EXCERTO:
Sr. Presidente: tenho ainda que dar uma informação à Câmara.
Aqui há anos, quando tive de ir dirigir os serviços da Companhia Insulana de Navegação, fui um dia procurado por alguns directores da Companhia dos Fósforos, que me disseram que para manterem o preço deles nos Açores era indispensável reduzir o custo do seu transporte.
Note a Câmara que estávamos em guerra e tudo tinha, por isso, aumentado, desde o carvão aos salários dos tripulantes; tinha-me, portanto, visto obrigado a aumentar também o preço dos fretes.
Respondi, por consequência, de modo negativo àqueles directores da Companhia, ao que êles me objectaram que então tinham de deminuir a qualidade dos fósforos.
Sôbre êste ponto, respondi-lhes que estava sossegado, visto que supunha que a Companhia não o podia fazer.
Estou ainda convencido de que fósforos piores não é possível fazerem-se; mas, ao menos, que não se deminua a quantidade obrigatória nas caixinhas, nem se aumente o seu preço.
Tenho dito.
O orador não reviu.
Lê-se na Mesa e é admitida a seguinte moção do Sr. Portugal Durão.
A Câmara, confiando que o Govêrno providenciará de maneira a impedir que a projectada liberdade de fabrico de fósforos resulte num monopólio do facto, quer em benefício da actual companhia quer em benefício de qualquer outra entidade, e que do novo regime não resulte nem aumento nos preços nem depreciação na qualidade, continua a ordem do dia.
6 de Abril de 1925. - A. Portugal Durão.
Para a Secretaria.
Admitida.
O Sr. Carvalho da Silva (para interrogar a Mesa): - Sr. Presidente: podia a V. Exa. para me dizer o que é que está em discussão.

TAREFAS:
1 - No trecho sobre os fósforos, que empresa o orador foi dirigir quando os directores da Companhia dos Fósforos o procuraram?
2 - Prossiga o trecho sobre os fósforos a partir da última frase.
A listagem que se segue provém de outra fonte.

Dados recolhidos:
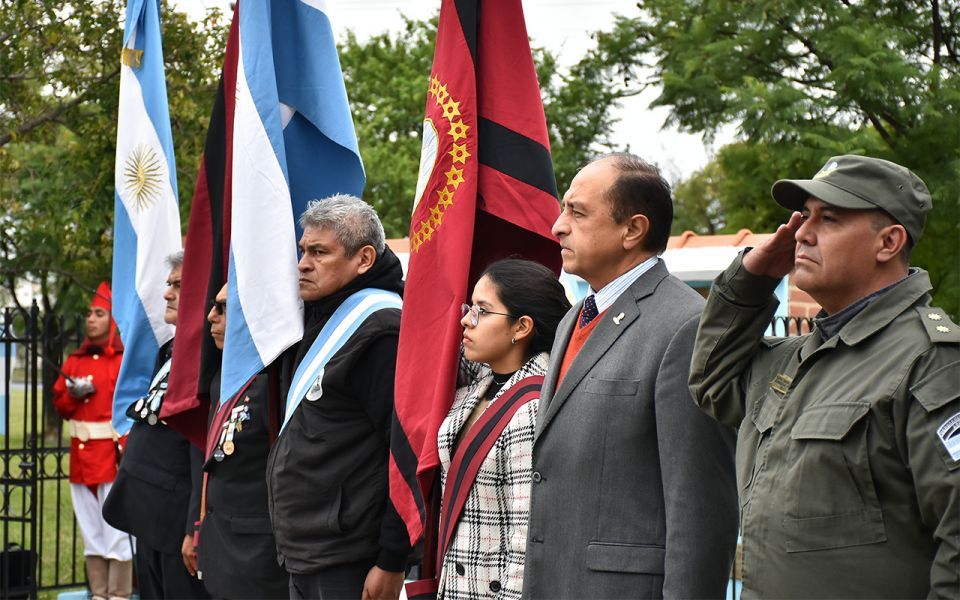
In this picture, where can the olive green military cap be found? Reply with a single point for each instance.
(861, 182)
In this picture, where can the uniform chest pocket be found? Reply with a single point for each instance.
(832, 500)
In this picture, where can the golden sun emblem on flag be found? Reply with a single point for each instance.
(142, 177)
(457, 130)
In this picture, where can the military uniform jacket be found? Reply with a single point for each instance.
(633, 493)
(847, 455)
(238, 555)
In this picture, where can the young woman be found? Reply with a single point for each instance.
(485, 443)
(85, 396)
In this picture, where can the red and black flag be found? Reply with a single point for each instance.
(486, 191)
(205, 258)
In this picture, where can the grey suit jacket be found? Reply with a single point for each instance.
(634, 488)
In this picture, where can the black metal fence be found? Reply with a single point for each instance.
(42, 548)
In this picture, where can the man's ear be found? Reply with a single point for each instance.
(892, 239)
(638, 226)
(368, 256)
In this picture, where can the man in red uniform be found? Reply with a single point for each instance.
(84, 394)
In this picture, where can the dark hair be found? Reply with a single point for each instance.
(640, 189)
(531, 289)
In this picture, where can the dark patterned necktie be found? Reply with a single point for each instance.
(589, 311)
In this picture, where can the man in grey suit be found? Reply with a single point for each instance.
(634, 490)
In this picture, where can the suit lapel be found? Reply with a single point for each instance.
(597, 345)
(564, 332)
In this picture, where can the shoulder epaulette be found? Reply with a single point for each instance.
(938, 325)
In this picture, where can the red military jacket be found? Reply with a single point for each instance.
(91, 461)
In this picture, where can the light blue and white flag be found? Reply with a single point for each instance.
(293, 141)
(147, 219)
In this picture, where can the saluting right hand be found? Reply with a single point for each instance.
(774, 258)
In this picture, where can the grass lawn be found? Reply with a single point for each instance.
(60, 545)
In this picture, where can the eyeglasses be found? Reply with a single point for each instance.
(475, 313)
(218, 305)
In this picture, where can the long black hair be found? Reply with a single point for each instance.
(531, 289)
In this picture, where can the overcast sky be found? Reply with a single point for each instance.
(561, 26)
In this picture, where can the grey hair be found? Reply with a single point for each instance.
(354, 222)
(175, 260)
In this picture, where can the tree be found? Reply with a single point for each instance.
(809, 79)
(387, 78)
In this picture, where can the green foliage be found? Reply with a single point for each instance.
(387, 77)
(806, 80)
(59, 86)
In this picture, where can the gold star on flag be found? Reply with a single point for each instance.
(458, 130)
(454, 177)
(459, 153)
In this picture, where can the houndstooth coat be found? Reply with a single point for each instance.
(485, 557)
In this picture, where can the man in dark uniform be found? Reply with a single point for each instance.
(151, 495)
(237, 553)
(848, 457)
(338, 534)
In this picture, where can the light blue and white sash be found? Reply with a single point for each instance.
(342, 324)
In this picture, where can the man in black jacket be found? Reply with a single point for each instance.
(337, 533)
(151, 494)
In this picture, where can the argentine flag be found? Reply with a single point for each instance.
(146, 216)
(293, 141)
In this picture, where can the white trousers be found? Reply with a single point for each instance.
(99, 539)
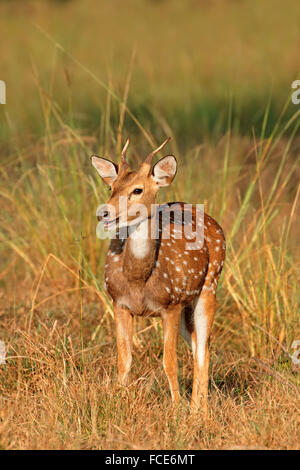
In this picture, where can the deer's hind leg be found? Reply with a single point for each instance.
(203, 318)
(171, 326)
(187, 326)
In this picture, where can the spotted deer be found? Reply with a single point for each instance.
(160, 275)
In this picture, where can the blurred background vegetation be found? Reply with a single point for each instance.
(191, 59)
(81, 77)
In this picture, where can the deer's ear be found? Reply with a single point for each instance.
(106, 169)
(164, 170)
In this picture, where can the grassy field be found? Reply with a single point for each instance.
(81, 77)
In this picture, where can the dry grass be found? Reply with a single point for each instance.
(58, 387)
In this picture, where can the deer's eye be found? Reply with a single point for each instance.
(137, 191)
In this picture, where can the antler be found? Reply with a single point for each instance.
(123, 154)
(123, 164)
(152, 154)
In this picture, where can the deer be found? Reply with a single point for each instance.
(153, 272)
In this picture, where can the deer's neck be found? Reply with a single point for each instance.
(140, 253)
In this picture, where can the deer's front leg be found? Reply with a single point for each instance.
(171, 326)
(124, 321)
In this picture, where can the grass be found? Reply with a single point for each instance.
(58, 388)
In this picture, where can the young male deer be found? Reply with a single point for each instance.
(160, 275)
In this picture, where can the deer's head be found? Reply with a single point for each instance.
(132, 191)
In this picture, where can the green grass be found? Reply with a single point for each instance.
(235, 134)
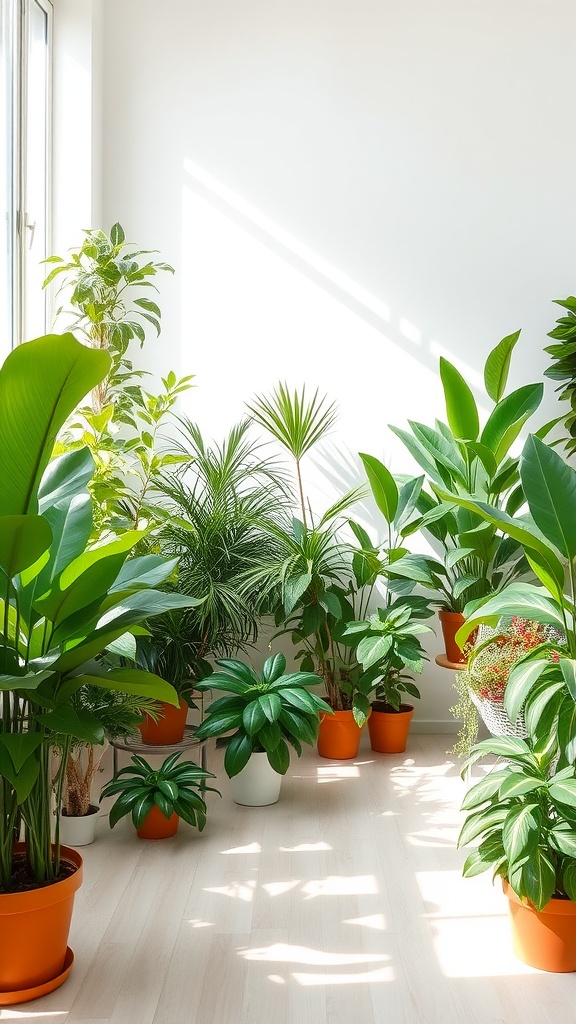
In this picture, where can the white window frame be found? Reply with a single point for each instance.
(21, 218)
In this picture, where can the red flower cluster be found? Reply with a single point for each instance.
(489, 670)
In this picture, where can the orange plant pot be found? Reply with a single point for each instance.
(155, 825)
(34, 930)
(338, 736)
(451, 622)
(168, 729)
(545, 939)
(388, 729)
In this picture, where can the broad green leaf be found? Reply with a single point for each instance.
(497, 367)
(549, 485)
(461, 410)
(520, 830)
(382, 484)
(24, 539)
(508, 417)
(41, 383)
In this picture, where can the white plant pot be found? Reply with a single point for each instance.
(81, 830)
(257, 783)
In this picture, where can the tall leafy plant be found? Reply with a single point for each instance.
(107, 285)
(466, 459)
(63, 602)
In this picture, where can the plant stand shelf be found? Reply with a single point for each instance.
(136, 747)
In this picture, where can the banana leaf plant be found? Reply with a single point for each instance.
(543, 682)
(62, 601)
(475, 557)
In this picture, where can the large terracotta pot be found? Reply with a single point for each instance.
(388, 728)
(545, 939)
(338, 736)
(451, 622)
(257, 784)
(34, 930)
(168, 729)
(155, 825)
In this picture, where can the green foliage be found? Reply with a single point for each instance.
(524, 818)
(173, 788)
(266, 712)
(543, 682)
(62, 603)
(462, 460)
(563, 367)
(219, 521)
(105, 281)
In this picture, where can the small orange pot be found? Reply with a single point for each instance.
(545, 939)
(338, 736)
(388, 728)
(451, 622)
(168, 729)
(34, 929)
(155, 825)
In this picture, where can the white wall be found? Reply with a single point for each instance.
(347, 188)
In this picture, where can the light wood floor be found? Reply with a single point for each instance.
(341, 904)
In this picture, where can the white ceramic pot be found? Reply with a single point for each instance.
(257, 783)
(81, 830)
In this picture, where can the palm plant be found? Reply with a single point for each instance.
(220, 519)
(316, 581)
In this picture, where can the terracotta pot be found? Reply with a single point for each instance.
(257, 784)
(388, 728)
(545, 939)
(451, 622)
(168, 729)
(34, 929)
(80, 830)
(338, 736)
(155, 825)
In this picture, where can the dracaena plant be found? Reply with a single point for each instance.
(63, 601)
(266, 712)
(106, 282)
(523, 817)
(466, 459)
(316, 581)
(174, 788)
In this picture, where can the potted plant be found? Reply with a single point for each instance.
(387, 644)
(157, 799)
(64, 602)
(119, 715)
(317, 582)
(524, 815)
(462, 458)
(266, 712)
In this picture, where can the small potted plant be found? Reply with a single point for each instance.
(157, 799)
(386, 645)
(524, 815)
(474, 558)
(266, 712)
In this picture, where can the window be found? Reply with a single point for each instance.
(25, 137)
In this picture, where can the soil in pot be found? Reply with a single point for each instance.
(338, 736)
(388, 728)
(34, 930)
(168, 729)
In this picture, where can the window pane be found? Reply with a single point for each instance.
(7, 178)
(36, 184)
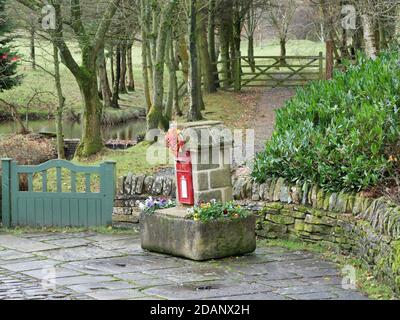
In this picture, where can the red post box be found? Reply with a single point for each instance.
(184, 178)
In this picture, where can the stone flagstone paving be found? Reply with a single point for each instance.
(87, 265)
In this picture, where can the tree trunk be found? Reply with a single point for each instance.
(61, 103)
(104, 83)
(205, 60)
(155, 116)
(32, 46)
(122, 79)
(397, 27)
(91, 141)
(145, 55)
(176, 107)
(184, 57)
(225, 34)
(131, 79)
(194, 113)
(369, 36)
(212, 42)
(250, 53)
(282, 43)
(171, 89)
(116, 90)
(112, 65)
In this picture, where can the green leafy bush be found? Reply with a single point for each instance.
(341, 134)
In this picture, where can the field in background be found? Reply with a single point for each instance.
(37, 92)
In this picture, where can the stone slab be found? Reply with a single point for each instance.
(108, 285)
(69, 242)
(24, 245)
(30, 265)
(59, 272)
(197, 240)
(79, 253)
(125, 294)
(13, 254)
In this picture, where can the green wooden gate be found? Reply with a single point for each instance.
(269, 71)
(46, 204)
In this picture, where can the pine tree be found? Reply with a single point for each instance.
(8, 58)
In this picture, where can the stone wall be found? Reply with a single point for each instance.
(1, 195)
(132, 188)
(365, 227)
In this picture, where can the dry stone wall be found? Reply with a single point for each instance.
(132, 188)
(365, 227)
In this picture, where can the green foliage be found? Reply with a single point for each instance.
(217, 210)
(8, 58)
(339, 134)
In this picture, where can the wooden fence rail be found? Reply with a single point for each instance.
(61, 207)
(270, 71)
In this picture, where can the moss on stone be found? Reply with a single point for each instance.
(280, 219)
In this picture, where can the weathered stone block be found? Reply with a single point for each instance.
(208, 196)
(167, 187)
(320, 199)
(128, 183)
(227, 194)
(277, 189)
(275, 228)
(133, 184)
(157, 186)
(208, 159)
(148, 184)
(320, 220)
(139, 184)
(306, 191)
(255, 192)
(280, 219)
(284, 195)
(200, 181)
(169, 232)
(293, 213)
(299, 225)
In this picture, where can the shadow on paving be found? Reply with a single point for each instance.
(106, 266)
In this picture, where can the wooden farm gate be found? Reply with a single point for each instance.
(75, 196)
(270, 71)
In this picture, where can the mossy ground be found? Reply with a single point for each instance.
(366, 282)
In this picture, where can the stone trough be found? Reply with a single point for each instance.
(170, 232)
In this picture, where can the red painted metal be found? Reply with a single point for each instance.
(184, 178)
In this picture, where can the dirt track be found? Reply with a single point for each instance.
(264, 120)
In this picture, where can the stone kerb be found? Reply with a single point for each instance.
(210, 145)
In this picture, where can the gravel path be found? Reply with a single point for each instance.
(264, 120)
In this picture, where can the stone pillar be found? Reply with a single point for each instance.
(210, 145)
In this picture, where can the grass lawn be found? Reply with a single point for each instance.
(234, 109)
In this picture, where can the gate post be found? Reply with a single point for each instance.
(321, 66)
(108, 189)
(6, 192)
(238, 71)
(329, 60)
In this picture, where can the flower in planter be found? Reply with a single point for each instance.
(214, 210)
(150, 205)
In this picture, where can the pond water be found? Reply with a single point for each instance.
(73, 130)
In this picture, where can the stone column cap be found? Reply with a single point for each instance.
(206, 134)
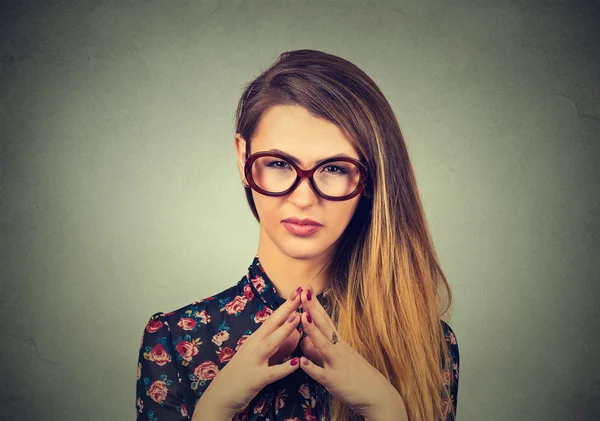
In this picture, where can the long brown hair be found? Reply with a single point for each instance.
(385, 258)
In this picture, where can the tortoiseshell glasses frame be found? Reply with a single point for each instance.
(301, 173)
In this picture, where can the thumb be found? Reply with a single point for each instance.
(279, 371)
(312, 369)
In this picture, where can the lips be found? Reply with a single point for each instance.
(305, 221)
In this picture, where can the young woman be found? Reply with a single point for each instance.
(338, 315)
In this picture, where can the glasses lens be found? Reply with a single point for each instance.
(335, 178)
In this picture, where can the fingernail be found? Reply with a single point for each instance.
(292, 317)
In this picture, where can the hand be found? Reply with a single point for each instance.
(339, 368)
(249, 370)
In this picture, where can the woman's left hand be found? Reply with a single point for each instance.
(342, 370)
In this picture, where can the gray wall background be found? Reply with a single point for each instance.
(120, 195)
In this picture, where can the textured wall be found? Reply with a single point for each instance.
(120, 195)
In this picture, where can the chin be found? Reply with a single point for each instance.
(301, 248)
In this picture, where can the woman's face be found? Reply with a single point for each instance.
(295, 132)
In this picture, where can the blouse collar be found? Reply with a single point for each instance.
(265, 290)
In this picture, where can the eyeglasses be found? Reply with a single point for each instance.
(337, 179)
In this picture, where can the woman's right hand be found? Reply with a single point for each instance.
(248, 371)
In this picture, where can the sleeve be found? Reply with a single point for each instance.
(450, 373)
(159, 391)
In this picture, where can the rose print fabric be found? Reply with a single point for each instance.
(183, 350)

RESULTADOS:
1 - A Companhia Insulana de Navegação.

2 -
É o corpo do artigo, ou são as bases?
O Sr. Presidente: - Estão em discussão as bases.
O Orador: - Parecia-me conveniente fazer-se a discussão por outra forma, e por isso requeria a V. Exa...
O Sr. Presidente (interrompendo): - V. Exa. não pode fazer requerimentos, senão a palavra para interrogar a Mesa.
O Sr. Carneiro Franco: - Peço a palavra para um requerimento.
O Sr. Presidente: - Tem V. Exa. a palavra.
O Sr. Carneiro Franco: - Sr. Presidente: de acordo com as palavras do Sr. Carvalho da Silva, requeiro a V. Exa. que a discussão se faça de forma que se discuta com a base A o corpo do artigo 1.°, e assim sucessivamente.
Posto à votação o requerimento, é aprovado.
O Sr. Presidente do Ministério e Ministro das Finanças (Vitorino Guimarães): - Sr. Presidente: antes de mais nada, devo pedir desculpa à Câmara de não ter comparecido nas sessões anteriores, em que se discutiu êste assunto.
Sabe a Câmara que essa falta foi devida ao meu estado de saúde, que não permitiu a minha comparência.
Tinha pedido ao Sr. Ministro dos Negócios Estrangeiros para seguir a discussão, e a Câmara, com a minha ausência, nada perdeu, pois de todos é conhecida a inteligência de S. Exa. e as suas qualidades de trabalho.
Entrando pròpriamente no assunto, respondendo ao Sr. Portugal Durão, tenho a dizer que não posso deixar de considerar o assunto como uma questão aberta, visto que a Câmara já marcou a sua orientação, que é pelo princípio da liberdade do indústria.
S. Exa. mandou para a Mesa uma moção, e na sua primeira parte ela é de aceitar.
Mas pode trazer dificuldades futuras a aprovação da secunda parte.
Isto seria amarrar a indústria dos fósforos a uns limites que não sei se serão proveitosos.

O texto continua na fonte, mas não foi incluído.